● EXERCISE DIRECTIONS
Look through the entries below and count the lines that contain "instance". Reply with that number only.

─── EXERCISE DATA ───

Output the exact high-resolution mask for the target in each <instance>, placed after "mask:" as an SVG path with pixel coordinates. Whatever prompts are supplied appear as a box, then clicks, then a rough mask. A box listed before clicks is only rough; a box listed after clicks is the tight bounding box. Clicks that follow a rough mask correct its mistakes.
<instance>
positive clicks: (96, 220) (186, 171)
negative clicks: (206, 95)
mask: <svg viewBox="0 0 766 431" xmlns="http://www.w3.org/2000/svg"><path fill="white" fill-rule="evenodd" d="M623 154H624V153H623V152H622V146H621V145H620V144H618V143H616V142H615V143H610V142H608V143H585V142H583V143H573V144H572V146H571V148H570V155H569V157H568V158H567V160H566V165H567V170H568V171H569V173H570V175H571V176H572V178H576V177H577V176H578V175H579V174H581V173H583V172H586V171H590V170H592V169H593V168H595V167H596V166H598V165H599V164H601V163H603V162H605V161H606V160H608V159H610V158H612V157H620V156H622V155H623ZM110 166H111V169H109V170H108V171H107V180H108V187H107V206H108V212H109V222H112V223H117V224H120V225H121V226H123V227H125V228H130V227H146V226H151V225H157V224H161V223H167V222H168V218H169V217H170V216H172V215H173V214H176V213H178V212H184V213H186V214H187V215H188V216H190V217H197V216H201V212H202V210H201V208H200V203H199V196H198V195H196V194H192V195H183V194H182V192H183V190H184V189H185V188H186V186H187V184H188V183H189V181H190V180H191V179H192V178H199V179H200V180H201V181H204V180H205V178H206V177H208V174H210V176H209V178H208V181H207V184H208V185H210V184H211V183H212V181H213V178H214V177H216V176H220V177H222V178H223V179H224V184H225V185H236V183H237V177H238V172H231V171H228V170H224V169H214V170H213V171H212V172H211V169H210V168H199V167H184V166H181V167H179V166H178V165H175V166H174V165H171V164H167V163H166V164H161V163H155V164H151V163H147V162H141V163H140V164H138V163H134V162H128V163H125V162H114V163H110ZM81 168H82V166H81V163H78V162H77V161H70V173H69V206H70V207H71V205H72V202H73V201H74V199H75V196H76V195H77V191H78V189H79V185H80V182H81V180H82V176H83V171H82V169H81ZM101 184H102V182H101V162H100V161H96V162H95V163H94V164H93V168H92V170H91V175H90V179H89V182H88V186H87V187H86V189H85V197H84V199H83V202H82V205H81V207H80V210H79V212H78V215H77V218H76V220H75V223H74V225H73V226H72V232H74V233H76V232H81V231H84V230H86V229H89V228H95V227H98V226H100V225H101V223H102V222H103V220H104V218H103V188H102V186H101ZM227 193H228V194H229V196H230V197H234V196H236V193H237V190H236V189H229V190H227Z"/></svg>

───

● SOLUTION TO THE PROBLEM
2